In every one of the records below, replace "bush" with "shrub" and leave everything else unchanged.

start Supplied data

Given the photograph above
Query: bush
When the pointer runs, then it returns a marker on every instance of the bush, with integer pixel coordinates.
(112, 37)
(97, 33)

end Supplied data

▸ Result of this exercise
Given the photograph above
Query: shrub
When the pointer runs, then it returns a marker on every instance of the shrub, with integer pixel coordinates.
(112, 37)
(97, 33)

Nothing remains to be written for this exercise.